▸ Things to do:
1. Translate this sentence from the blog post into Spanish: "Tea by itself is useless, so by default, there must be pastry."
2. Reproduce the passage of the blog post between "Archives for April" and "must be pastry.", inclusive.

Archives for April 2012
The current Mrs. Mink is in the kitchen with our neighbour Heather, cleaning up from dinner. She yells to me in the office and asks if I want tea.
“What’s for dessert?” I yell back.
“Do you want tea, yes or no?” she asks again, louder this time.
I get up and go into the kitchen, and ask what’s going on. Tea by itself is useless, so by default, there must be pastry.
“Just a couple of women having tea, nothing more, and you had a big dinner, so you don’t need anything else,” she says.
I feel like I’ve just been caught having cereal for lunch, or trying to write my name in wet cement on the sidewalk before the workmen have left. I try and think of something witty to say to redeem for my obvious shortcoming, but they’ve already gone back to their conversation and I’m left to slip out of the room unfulfilled, and without a second glance.
Fred calls at 3 o’clock and wants to go for lunch. I’ve got to make ganache and really don’t have time. Besides, I have a finely tuned metabolism, and won’t risk upsetting my digestive equilibrium by having a full meal as a pre-dinner snack.

▸ Data listing:

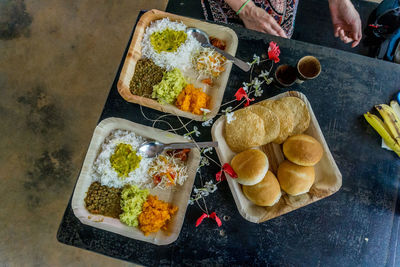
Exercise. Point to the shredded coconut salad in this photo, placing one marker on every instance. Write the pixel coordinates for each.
(143, 176)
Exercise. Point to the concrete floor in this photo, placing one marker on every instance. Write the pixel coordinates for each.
(57, 62)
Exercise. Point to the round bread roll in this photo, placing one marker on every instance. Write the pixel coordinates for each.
(265, 193)
(301, 115)
(294, 179)
(303, 150)
(250, 166)
(285, 116)
(271, 122)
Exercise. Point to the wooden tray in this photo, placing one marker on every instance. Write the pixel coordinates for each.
(179, 196)
(216, 92)
(328, 178)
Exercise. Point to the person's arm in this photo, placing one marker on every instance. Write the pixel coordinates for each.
(346, 21)
(256, 18)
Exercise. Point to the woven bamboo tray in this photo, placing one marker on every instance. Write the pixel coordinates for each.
(216, 92)
(328, 178)
(179, 195)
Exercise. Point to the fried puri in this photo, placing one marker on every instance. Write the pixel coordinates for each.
(285, 116)
(271, 122)
(245, 131)
(300, 112)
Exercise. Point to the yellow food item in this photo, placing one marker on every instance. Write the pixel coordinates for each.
(192, 99)
(155, 215)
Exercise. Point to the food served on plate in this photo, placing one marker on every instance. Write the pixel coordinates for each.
(265, 193)
(155, 215)
(147, 74)
(209, 63)
(271, 122)
(193, 99)
(279, 119)
(121, 179)
(303, 150)
(250, 166)
(103, 200)
(284, 115)
(295, 179)
(132, 200)
(300, 114)
(169, 88)
(173, 63)
(245, 131)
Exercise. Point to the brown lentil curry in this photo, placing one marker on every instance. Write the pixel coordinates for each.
(147, 74)
(103, 200)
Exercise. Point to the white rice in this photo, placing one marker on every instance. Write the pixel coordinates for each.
(182, 58)
(104, 173)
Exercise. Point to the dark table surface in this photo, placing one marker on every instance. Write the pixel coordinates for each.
(359, 225)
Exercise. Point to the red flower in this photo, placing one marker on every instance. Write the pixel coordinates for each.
(273, 52)
(211, 216)
(242, 93)
(220, 176)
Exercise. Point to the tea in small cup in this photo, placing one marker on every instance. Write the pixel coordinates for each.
(285, 75)
(308, 68)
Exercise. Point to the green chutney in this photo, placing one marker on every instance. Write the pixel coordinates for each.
(167, 40)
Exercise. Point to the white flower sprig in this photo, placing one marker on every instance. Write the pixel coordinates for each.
(189, 134)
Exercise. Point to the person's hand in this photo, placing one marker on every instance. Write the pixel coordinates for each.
(346, 21)
(258, 19)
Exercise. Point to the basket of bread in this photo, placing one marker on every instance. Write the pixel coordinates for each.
(279, 154)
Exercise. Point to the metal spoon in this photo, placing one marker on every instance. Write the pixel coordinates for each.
(153, 148)
(203, 39)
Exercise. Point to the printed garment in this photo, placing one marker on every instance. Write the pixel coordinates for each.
(284, 12)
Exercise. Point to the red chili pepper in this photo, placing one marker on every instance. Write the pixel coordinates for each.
(220, 176)
(201, 218)
(242, 93)
(273, 52)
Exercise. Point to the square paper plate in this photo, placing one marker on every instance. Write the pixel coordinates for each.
(179, 196)
(216, 92)
(328, 178)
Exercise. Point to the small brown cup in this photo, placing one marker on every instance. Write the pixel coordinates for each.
(308, 68)
(285, 75)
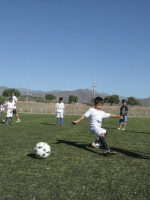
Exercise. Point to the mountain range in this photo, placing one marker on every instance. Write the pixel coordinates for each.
(84, 95)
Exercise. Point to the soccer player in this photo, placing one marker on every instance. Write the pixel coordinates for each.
(59, 109)
(123, 113)
(96, 115)
(2, 107)
(15, 101)
(10, 107)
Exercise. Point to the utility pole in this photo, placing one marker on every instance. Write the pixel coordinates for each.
(94, 89)
(27, 95)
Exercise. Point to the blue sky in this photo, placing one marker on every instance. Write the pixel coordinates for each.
(67, 44)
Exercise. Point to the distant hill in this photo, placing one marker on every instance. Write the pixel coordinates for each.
(84, 95)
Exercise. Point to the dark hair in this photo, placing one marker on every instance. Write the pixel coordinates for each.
(98, 100)
(124, 101)
(60, 99)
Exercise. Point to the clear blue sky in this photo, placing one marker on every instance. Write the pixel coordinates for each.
(67, 44)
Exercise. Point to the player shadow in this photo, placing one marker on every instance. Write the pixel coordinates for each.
(48, 124)
(130, 153)
(76, 144)
(127, 130)
(32, 155)
(85, 147)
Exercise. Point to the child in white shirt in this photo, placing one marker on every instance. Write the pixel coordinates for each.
(59, 109)
(10, 107)
(96, 115)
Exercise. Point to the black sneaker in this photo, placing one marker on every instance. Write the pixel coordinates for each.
(109, 151)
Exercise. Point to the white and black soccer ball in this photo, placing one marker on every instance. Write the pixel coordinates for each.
(42, 150)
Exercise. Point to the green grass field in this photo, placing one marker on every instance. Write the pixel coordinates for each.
(74, 170)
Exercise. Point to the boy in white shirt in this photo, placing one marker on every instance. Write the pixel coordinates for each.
(2, 108)
(15, 101)
(10, 107)
(96, 115)
(59, 109)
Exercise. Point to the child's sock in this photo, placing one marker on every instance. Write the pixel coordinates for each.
(57, 120)
(10, 119)
(97, 140)
(103, 143)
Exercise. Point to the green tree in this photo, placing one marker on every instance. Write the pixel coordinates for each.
(7, 92)
(112, 99)
(2, 99)
(133, 101)
(50, 97)
(73, 99)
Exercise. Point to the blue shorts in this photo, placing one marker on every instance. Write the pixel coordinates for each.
(121, 121)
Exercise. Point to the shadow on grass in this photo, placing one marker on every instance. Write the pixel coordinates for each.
(130, 153)
(85, 147)
(127, 130)
(32, 155)
(76, 144)
(48, 124)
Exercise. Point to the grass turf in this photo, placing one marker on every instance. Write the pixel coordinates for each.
(75, 170)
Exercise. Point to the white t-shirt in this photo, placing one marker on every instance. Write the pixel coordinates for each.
(10, 107)
(96, 117)
(14, 100)
(59, 107)
(2, 107)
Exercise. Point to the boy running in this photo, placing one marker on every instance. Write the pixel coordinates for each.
(10, 108)
(123, 113)
(59, 109)
(96, 115)
(15, 101)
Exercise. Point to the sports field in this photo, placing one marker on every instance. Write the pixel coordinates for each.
(74, 170)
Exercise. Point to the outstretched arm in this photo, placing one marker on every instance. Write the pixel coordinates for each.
(78, 120)
(116, 116)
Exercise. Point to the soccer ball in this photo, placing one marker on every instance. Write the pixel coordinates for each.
(42, 150)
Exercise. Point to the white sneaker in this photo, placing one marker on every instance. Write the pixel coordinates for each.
(95, 145)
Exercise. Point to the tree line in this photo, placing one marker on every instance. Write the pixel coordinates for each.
(113, 99)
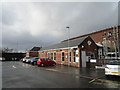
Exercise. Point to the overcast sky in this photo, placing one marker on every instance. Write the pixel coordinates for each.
(28, 24)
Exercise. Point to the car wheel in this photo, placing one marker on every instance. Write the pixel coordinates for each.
(42, 65)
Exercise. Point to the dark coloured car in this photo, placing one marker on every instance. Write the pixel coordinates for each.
(44, 62)
(34, 60)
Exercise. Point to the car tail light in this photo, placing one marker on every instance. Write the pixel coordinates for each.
(106, 67)
(39, 60)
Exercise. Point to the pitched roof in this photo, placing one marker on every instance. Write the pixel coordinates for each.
(72, 43)
(35, 49)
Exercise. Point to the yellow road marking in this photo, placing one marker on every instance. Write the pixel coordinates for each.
(52, 69)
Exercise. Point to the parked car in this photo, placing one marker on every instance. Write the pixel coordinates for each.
(112, 68)
(34, 60)
(2, 59)
(26, 59)
(44, 62)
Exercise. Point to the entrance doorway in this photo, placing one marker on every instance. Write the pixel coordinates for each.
(84, 58)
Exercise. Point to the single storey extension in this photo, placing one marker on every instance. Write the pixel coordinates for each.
(77, 52)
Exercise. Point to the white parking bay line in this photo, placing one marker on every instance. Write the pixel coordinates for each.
(13, 66)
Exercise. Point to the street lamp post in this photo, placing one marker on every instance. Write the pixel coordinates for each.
(68, 42)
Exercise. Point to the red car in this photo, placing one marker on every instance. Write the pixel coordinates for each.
(44, 62)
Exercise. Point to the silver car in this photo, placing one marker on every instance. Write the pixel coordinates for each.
(112, 68)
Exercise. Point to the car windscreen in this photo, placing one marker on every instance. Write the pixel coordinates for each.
(114, 63)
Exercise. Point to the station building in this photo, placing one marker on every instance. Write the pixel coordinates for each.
(77, 54)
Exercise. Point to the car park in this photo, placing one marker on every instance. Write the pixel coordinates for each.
(34, 60)
(112, 68)
(44, 62)
(26, 59)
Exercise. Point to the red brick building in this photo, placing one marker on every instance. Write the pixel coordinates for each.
(108, 38)
(33, 52)
(77, 54)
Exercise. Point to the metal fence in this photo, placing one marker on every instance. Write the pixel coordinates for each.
(105, 61)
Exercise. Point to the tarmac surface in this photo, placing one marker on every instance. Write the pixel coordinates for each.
(16, 74)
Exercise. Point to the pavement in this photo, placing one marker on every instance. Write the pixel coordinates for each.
(16, 74)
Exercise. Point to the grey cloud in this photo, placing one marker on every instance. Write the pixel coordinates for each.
(43, 24)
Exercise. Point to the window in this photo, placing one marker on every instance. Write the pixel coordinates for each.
(54, 56)
(49, 56)
(74, 56)
(63, 56)
(70, 56)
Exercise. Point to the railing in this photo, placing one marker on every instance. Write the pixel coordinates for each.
(105, 61)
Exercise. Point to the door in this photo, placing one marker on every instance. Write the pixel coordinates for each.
(84, 58)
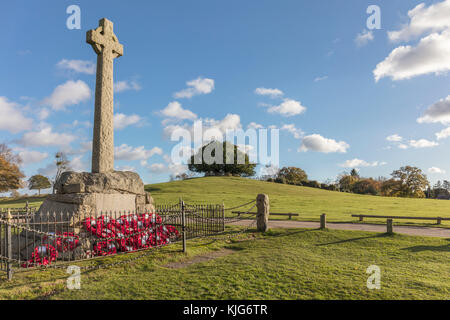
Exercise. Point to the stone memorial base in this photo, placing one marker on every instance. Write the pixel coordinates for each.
(93, 194)
(79, 196)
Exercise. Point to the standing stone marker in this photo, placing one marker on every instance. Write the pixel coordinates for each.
(107, 47)
(262, 215)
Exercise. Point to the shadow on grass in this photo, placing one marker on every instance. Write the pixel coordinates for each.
(152, 189)
(444, 248)
(381, 235)
(286, 232)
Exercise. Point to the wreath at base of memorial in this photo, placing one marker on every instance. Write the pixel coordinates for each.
(128, 233)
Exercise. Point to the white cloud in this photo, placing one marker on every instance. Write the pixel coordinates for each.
(394, 138)
(46, 137)
(196, 87)
(436, 170)
(80, 66)
(431, 55)
(49, 170)
(254, 125)
(422, 143)
(28, 156)
(122, 121)
(69, 93)
(443, 134)
(296, 132)
(121, 86)
(157, 168)
(363, 38)
(358, 163)
(78, 164)
(11, 117)
(317, 79)
(174, 110)
(126, 152)
(209, 126)
(273, 93)
(43, 114)
(318, 143)
(288, 108)
(435, 18)
(126, 168)
(437, 112)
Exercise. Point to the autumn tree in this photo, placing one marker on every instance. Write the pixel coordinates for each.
(293, 175)
(38, 182)
(62, 165)
(354, 173)
(410, 182)
(346, 182)
(10, 174)
(221, 158)
(367, 186)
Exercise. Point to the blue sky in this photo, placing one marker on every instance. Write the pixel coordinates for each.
(317, 57)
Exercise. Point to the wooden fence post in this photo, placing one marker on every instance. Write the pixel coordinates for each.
(389, 226)
(9, 270)
(183, 222)
(323, 221)
(262, 216)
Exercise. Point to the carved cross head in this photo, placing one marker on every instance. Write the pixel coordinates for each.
(104, 41)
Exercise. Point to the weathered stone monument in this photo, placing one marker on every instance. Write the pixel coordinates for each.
(104, 189)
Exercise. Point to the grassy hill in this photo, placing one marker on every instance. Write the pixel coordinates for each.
(281, 264)
(308, 202)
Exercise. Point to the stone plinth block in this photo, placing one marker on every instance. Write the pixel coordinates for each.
(109, 182)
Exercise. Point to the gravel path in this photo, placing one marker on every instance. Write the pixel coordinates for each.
(412, 231)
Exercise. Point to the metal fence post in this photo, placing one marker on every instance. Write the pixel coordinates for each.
(183, 222)
(9, 270)
(323, 221)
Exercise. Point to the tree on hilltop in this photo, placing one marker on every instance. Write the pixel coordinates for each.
(212, 158)
(38, 182)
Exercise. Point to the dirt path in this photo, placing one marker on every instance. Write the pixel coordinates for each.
(200, 258)
(412, 231)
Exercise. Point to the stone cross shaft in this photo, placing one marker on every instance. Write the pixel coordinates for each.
(107, 47)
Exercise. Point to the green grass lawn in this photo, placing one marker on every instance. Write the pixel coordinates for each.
(281, 264)
(308, 202)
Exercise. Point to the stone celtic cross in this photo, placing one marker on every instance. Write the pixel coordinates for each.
(107, 47)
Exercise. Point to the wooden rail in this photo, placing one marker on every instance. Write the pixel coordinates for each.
(290, 215)
(362, 216)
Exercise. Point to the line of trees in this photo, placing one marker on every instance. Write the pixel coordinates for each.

▸ Expected results:
1. El té por sí solo no sirve de nada, así que, por defecto, tiene que haber repostería.

2.
Archives for April 2012
The current Mrs. Mink is in the kitchen with our neighbour Heather, cleaning up from dinner. She yells to me in the office and asks if I want tea.
“What’s for dessert?” I yell back.
“Do you want tea, yes or no?” she asks again, louder this time.
I get up and go into the kitchen, and ask what’s going on. Tea by itself is useless, so by default, there must be pastry.